**Material for this exercise:**
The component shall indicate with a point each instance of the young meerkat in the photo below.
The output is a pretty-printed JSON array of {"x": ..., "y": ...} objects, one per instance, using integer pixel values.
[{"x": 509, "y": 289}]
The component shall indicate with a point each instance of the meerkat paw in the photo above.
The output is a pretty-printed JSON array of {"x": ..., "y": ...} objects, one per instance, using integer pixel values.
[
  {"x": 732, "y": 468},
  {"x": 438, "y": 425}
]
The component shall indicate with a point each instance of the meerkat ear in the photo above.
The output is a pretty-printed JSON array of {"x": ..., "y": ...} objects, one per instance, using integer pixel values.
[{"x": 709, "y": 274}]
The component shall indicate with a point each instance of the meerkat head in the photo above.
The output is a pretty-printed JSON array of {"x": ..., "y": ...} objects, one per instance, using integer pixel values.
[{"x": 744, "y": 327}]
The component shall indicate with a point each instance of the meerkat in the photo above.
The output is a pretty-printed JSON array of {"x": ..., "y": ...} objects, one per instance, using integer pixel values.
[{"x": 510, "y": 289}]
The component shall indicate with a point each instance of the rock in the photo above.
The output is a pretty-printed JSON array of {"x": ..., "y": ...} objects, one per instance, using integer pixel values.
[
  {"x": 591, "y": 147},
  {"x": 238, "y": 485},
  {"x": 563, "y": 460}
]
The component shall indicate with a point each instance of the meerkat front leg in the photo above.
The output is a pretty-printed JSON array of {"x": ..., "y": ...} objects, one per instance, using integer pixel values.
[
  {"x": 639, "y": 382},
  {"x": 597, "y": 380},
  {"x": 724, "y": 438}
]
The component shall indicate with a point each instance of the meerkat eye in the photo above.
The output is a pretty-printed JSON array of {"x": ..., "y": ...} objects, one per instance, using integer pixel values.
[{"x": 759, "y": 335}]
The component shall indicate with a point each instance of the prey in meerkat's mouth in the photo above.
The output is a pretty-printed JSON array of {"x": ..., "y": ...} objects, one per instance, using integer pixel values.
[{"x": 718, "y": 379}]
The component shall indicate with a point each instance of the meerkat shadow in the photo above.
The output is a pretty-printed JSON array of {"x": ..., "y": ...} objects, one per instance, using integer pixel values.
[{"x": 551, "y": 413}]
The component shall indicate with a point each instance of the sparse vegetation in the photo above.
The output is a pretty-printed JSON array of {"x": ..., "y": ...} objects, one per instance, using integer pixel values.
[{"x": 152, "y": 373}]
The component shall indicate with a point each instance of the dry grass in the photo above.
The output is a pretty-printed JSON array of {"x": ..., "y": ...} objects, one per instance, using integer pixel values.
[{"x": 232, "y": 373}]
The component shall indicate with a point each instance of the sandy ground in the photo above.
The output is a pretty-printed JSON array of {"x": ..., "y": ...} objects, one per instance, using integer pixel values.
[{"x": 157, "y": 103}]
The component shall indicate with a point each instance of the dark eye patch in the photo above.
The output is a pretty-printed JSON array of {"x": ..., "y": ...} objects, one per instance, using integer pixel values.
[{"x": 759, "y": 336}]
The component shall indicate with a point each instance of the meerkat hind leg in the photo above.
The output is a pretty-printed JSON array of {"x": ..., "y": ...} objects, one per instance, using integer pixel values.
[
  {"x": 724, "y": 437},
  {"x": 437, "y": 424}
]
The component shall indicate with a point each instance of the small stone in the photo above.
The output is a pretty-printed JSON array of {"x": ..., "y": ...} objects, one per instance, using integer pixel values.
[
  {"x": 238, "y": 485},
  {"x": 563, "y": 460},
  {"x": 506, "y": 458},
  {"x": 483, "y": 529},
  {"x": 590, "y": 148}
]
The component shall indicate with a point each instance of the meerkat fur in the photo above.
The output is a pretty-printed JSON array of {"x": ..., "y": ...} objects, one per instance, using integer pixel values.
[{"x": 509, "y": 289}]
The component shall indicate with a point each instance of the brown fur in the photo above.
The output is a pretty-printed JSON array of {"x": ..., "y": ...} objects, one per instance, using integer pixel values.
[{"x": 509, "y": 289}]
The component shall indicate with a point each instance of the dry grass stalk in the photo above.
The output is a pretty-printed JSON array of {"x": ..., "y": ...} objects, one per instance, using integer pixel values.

**Work to be completed:** Of the entries above, repeat exactly the lines between the line with "grass in the photo above." and the line with "ground in the photo above.", inclusive, and no others.

**Answer for this exercise:**
The component shall indicate with a point each instance of the dry grass in the photo above.
The output is a pretty-printed JSON array of {"x": ..., "y": ...} objects, one per instance, using integer pixel values.
[{"x": 232, "y": 373}]
The component shall indicate with a point each instance of the sandy ground in the photo above.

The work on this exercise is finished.